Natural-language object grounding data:
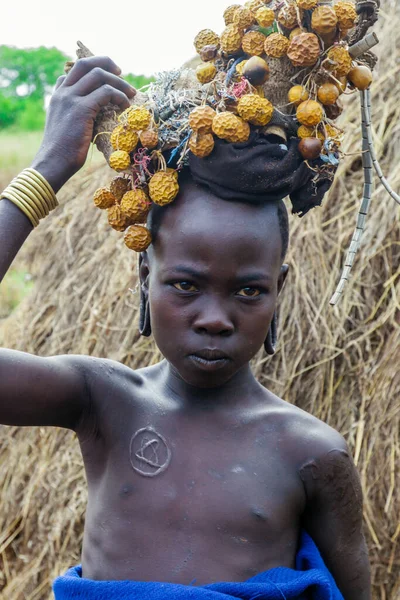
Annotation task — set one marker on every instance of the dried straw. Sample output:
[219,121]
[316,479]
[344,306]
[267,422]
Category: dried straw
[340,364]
...
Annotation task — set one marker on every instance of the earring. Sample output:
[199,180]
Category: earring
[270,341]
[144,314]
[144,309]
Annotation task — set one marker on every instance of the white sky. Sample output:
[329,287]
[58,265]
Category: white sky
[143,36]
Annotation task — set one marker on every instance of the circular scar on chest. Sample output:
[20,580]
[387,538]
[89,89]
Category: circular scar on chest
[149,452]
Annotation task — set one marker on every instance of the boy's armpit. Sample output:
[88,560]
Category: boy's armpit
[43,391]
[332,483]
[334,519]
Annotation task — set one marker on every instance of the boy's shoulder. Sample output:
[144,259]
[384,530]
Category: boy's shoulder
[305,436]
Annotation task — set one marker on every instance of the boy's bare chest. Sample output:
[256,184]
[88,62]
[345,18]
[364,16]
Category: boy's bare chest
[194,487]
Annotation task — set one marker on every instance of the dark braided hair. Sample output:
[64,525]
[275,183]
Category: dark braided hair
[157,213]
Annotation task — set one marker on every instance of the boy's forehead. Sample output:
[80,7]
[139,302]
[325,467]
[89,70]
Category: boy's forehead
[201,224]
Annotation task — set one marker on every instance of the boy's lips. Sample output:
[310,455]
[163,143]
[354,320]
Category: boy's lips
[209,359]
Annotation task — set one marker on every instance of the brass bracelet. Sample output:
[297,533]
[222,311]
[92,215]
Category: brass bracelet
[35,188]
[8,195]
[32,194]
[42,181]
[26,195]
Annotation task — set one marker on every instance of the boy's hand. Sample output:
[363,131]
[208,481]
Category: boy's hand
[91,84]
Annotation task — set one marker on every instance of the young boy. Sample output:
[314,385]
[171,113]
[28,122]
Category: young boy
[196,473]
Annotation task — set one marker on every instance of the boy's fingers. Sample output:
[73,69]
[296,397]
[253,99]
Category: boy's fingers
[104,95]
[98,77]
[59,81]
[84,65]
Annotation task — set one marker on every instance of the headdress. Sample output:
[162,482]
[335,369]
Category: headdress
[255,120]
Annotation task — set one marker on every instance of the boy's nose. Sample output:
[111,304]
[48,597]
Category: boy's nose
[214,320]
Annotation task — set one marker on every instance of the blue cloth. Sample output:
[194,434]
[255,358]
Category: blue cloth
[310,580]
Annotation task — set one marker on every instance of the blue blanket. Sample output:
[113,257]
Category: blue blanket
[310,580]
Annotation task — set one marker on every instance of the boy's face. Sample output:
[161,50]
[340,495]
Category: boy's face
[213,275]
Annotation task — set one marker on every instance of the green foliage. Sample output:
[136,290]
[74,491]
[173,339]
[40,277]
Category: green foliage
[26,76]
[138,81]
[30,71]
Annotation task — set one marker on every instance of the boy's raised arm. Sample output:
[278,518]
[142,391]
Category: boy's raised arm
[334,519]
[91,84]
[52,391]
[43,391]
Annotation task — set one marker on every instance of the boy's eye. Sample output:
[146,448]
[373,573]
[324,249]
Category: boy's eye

§ PROMPT: Return, unchanged, the run of lines above that opens with the line containing "the blue blanket." and closes with the line containing "Category: boy's eye". Include both.

§ EXERCISE RESPONSE:
Annotation task — set one marker on every instance of the blue blanket. Sample output:
[113,257]
Category: blue blanket
[310,580]
Annotation task — set one marker on every instance of the boy's face. Sample output:
[161,50]
[340,495]
Category: boy's face
[213,275]
Annotation task — set one marker on every instance of the green foliage. Sample output:
[136,290]
[74,491]
[173,339]
[40,277]
Category: green foliage
[26,76]
[138,81]
[30,71]
Annotation task — set one marker on every instance of the boy's raised arm. Sample output:
[278,518]
[142,391]
Category: boy's raised arm
[334,519]
[91,84]
[52,391]
[43,391]
Annotation task — set one marker on every instance of the boy's eye. Sample output:
[146,448]
[373,573]
[324,249]
Category: boy's eye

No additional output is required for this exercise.